[SOURCE PASSAGE Boundary: Start]
Monday, June 12, 2017

6-11-17 “Summer of Love” series, “The LAW of Love”




6-11-17 “Summer of Love” series, “The LAW of Love”


   We all recognize, I believe, that there are some names in Scripture, either of people or of groups, that can be difficult to pronounce. They aren’t names that are common today. And names in the Hebrew language often have the emPHAsis on the wrong sylLABle for us.  Kim D., when serving as our liturgist, for some odd reason that I can only credit to the Holy Spirit has drawn readings that are full of challenging names several times and we’ve all sat here and urged and supported her on in her reading. It’s for that reason that I always meet with the liturgist prior to worship in order to go through the service, and particularly the scripture readings, to make sure that if there are any difficult names or words, we work on them together before worship begins. 
I have always done that since I began ministry because 
I know how it feels - I’ve been there. 
I learned a lesson though, a few years ago in a previous church that I served, to “trust and verify” as they say, because sometimes a reader thinks they know how to pronounce a name, when in reality they do not. You see, one of the readings on that day in that church was one of our same passages from today, and the liturgist was a woman from the church who had served in that capacity many times before but apparently had never come across the name, Sadducees before. And as she began to read, she moved smoothly and confidently into telling of the encounter Jesus had with the Pharisees and the Seducees. 
Yep, she said “Seducees.” 

   I have to tell you, it took everything I had in me to not laugh out loud, because that mispronunciation of Sadducees seriously changes the meaning and hearing of that passage. The only mispronunciation of scripture I’ve ever heard of that is perhaps funnier than “Seducees,” might be one that a clergy colleague told me about, when the liturgist in his church announced that she would be reading from Paul’s Letter to the Fallopians. 
Those Fallopians and Seducees will get you every time!

   Despite that memory, or maybe because of it, I’m particularly fond of this section of the gospels of Mark and Matthew. The two gospels parallel one another very closely, but there are distinct nuances to each that really help us to understand more clearly what’s going on. In a nutshell, Jesus is having a tough day, you know? He’s being challenged at every turn by either Pharisees, or the Sadducees, or by some legal expert, for the express purpose of trying to catch him in a misstatement, or some form of blasphemy that they can then turn into a chargeable offense against him. In this same section, told as though these events seemingly occurred one after another, we have in Mark’s gospel the story of a vineyard owner who sent his servants to collect the harvest from the tenants only to have them beaten and turned away, in response to which the vineyard owner then sends his son, whom he expects will be treated with great respect. When the son arrives, rather than respecting the owner’s son, the wicked tenants, thinking that they can somehow get their hands on the son’s inheritance, kill the son.
[SOURCE PASSAGE Boundary: End]
[DATA LISTING Boundary: Start]
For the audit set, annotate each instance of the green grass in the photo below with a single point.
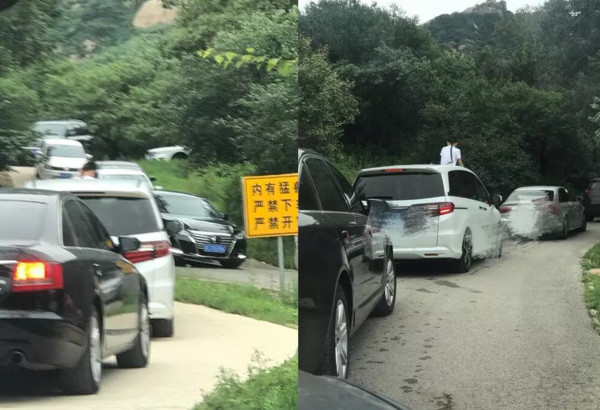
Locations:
(265, 389)
(240, 299)
(591, 260)
(221, 185)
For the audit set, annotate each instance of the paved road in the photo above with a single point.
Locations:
(512, 334)
(180, 368)
(251, 272)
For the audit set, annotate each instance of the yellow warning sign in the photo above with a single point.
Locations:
(270, 205)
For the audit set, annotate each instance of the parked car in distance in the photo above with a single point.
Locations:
(332, 393)
(127, 175)
(118, 165)
(346, 268)
(168, 153)
(536, 211)
(127, 210)
(199, 231)
(591, 199)
(60, 158)
(61, 279)
(436, 212)
(76, 130)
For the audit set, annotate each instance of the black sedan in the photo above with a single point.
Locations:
(346, 268)
(68, 298)
(199, 231)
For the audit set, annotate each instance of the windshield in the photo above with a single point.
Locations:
(531, 196)
(51, 128)
(400, 187)
(66, 151)
(21, 221)
(186, 205)
(124, 216)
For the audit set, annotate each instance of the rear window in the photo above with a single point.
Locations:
(124, 216)
(400, 186)
(531, 196)
(21, 221)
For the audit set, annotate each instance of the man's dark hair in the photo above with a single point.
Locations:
(90, 166)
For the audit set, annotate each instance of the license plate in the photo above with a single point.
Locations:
(214, 248)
[DATA LISTING Boundary: End]
## EXERCISES TO COMPLETE
**1)** In the sermon, how did the liturgist at the preacher's previous church pronounce "Sadducees"?
**2)** Summarize the sermon in two sentences.
**3)** Resume the sermon from where it stops, picking up after the tenants kill the vineyard owner's son.
This material is separate from the sermon.

## PER-TASK OUTPUTS
**1)** She said "Seducees."

**2)** The preacher meets with each liturgist before worship to practice difficult scripture names, a habit reinforced years ago when a reader at a previous church read "Sadducees" as "Seducees." The preacher is fond of this section of Mark and Matthew, where Jesus is challenged at every turn by Pharisees, Sadducees, and legal experts hoping to catch him in a chargeable misstatement, and where Mark tells of wicked tenants who kill a vineyard owner's son.

**3)**
And hearing Jesus tell this story, in this way, the Pharisees, shrewd listeners that they are, understand that Jesus was talking about them and are not too happy. 

   Now, also in this section is a story that I like to call, borrowing from the famous play and movie, “One Bride for Seven Brothers.” Here, instead of the Pharisees being frustrated and embarrassed by Jesus, it’s the Sadducees who end up with their tails between their legs. The Sadducees, among other things, didn’t believe in resurrection, so they proposed a question they thought was scripturally sound but that would be a real gotcha for Jesus. They asked him, if a man is married to his wife but has no male children, Jewish law, as given in the book of Deuteronomy, requires that if the man dies his brother must take the widow as his wife in order to produce a son, an heir, for the deceased brother. Well, they propose, that brother dies without giving a son, and the next brother marries the widow, but he dies without producing a son, and so on and so on until all seven brothers have married the woman and died without producing a single son. Whose wife, they want to know, will the woman be in heaven?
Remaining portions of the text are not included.